_Task brief_. Copy out the listing that follows, exact in every word, and skip the images.

_Material supplied_.
◆ ◆ ◆ ◆
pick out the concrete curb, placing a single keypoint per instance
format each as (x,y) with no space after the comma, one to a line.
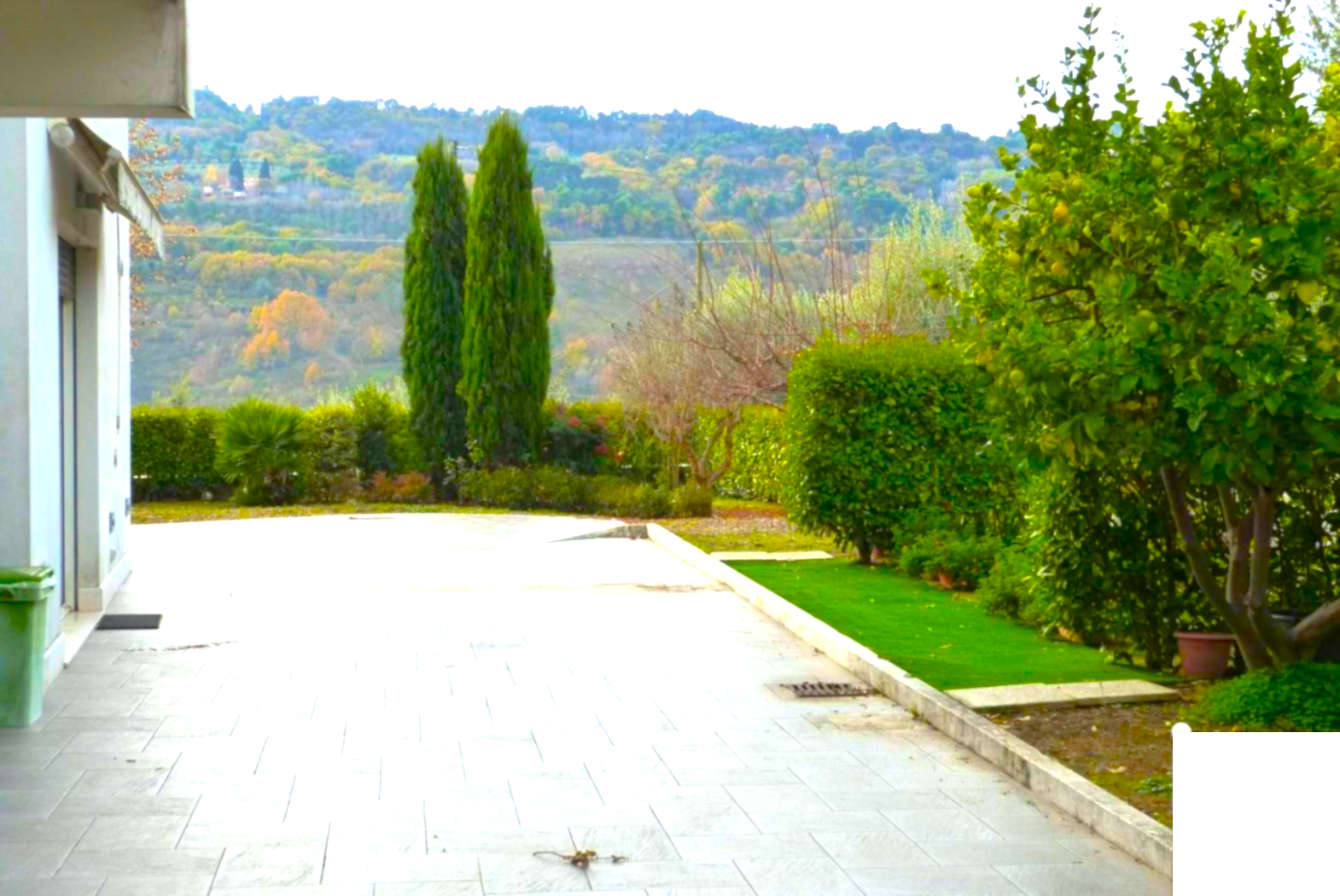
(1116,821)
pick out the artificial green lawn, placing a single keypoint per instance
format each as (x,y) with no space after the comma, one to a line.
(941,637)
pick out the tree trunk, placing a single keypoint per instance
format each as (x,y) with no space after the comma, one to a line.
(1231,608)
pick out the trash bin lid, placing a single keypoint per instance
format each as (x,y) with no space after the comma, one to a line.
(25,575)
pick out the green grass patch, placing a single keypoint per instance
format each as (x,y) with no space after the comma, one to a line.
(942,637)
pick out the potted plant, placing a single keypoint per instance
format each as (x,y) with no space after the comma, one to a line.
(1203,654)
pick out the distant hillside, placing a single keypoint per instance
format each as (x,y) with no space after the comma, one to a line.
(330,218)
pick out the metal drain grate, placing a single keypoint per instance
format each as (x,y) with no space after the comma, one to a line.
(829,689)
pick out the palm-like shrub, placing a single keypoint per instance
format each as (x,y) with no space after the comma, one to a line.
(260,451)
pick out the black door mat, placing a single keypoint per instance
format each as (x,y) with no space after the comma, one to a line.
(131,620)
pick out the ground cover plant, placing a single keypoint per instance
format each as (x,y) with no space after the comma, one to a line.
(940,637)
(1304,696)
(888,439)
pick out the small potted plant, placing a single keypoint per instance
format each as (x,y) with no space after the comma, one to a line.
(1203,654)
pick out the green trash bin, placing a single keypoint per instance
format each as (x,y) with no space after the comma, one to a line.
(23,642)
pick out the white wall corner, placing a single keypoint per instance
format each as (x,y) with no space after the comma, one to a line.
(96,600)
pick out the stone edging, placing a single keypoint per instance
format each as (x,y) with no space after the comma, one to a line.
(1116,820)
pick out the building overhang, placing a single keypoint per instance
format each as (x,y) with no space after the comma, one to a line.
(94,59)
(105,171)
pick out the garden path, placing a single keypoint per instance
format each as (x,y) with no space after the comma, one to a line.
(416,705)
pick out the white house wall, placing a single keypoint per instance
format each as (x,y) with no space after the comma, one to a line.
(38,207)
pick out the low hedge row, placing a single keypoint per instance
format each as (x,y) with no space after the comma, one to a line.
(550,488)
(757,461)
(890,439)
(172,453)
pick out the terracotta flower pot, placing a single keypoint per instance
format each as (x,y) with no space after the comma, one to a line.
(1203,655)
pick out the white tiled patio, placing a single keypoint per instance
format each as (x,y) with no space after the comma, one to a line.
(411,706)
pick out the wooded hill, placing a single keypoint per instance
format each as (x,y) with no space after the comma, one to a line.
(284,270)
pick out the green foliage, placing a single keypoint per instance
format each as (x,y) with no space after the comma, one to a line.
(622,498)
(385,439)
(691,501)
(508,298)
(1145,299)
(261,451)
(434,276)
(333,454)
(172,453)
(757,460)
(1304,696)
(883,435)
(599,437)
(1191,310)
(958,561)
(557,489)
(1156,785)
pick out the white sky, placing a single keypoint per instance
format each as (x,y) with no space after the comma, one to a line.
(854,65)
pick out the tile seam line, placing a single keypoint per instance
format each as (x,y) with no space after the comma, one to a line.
◆ ◆ ◆ ◆
_Task answer_.
pick out the concrete curb, placing a single keypoint per instance
format each as (x,y) with no space after the comma, one to a line.
(1116,821)
pick out the artificial green lawn, placing a single keypoint per instance
format each as (x,y) with no space after the comma, one to a line.
(941,637)
pick out the tree trunk, placing a single keypoint per instance
format each as (x,y) with no space after the comma, one to a line.
(1231,608)
pick out the trash bin lid, placing a single keypoint per instance
format each as (x,y) with no space after the comma, one to a line.
(25,575)
pick out the green grass patch, placing a single keypoint per instance
format each as (x,y) with no space after the comma, one to a line.
(942,637)
pick out the potted plant, placing a single keypoint per instance
format each as (x,y) with no space after the comma, one to a line.
(1203,654)
pick out the distant hillside, placing a single keypoint per instance
format each as (x,y) with no space after the comma, one to a line.
(330,218)
pick out the metal drain grate, placing a single keypoint per instance
format each as (x,y) with no space after the comma, one to a line.
(829,689)
pick out the palm-like shrub, placing a single keypoint per instance
format each as (x,y) with no space after the comma, one to a line.
(260,451)
pick out the black door mat, placing a single keypoint per instance
format each as (x,y) with no space after the comma, one to a line.
(131,620)
pick out the ground cover plant, placing a single keypoint per instance
format each as (x,y) with no space after the comma, one to a line.
(940,637)
(1304,696)
(888,439)
pick out the small potted plant, placing a single keypoint per instance
format each as (x,y) with no space after the comma, one to a line.
(1203,654)
pick out the green trash bin, placing a single keypoint per instance
format each as (x,y) with no space after the comma, one to a line.
(23,642)
pick out the white wall corner, placing a single keypoint per instance
format each as (x,y) with no space after the comma, one to a line.
(96,600)
pick out the stone edging, placing a single keypoint per instance
format each as (x,y) with no space after the comma, one to a line.
(1116,820)
pick out the building overhang, placing a single keypoint per instance
format each as (x,y) with no space after the comma, one to a line.
(94,59)
(105,171)
pick out the garden path, placing a single keypoint per instance
format each as (x,y) with no space after the comma, one to a line.
(416,705)
pick out the white house wall, placing a single keypoint per instance
format each as (x,y) with no space after the comma, one to a line.
(38,207)
pick out the low hedge row, placing a single keypoint per instance
format each as (x,y) with no space after the comma, one to a line.
(550,488)
(757,461)
(890,439)
(172,453)
pick out the terracotta flower pot, placing a single keypoint per instance
format each as (x,y) with no space after the comma, one to a line.
(1203,655)
pick out the white tiled patio, placing a single keypoint per instance
format each as (x,y) with no space after the comma, one to a line.
(411,706)
pick out the wooded hill, placing a single keypoint per instance
format each as (x,y) with no space after the comma, one to a line.
(284,270)
pick out the green foliage, placing a single keypoint per instance
format each as (x,y) with no space after the comma, one to a line.
(622,498)
(385,439)
(691,501)
(508,298)
(1145,299)
(261,451)
(434,276)
(333,454)
(172,453)
(757,460)
(1304,696)
(883,435)
(599,437)
(1191,310)
(958,561)
(557,489)
(1156,785)
pick out the white sky, placing a single keypoint per instance
format each as (x,y) with no space after the comma, one to a line.
(854,65)
pick out the tile seam line, placing a single keypoint per instance
format each as (x,y) with no space after the comma, one to a line.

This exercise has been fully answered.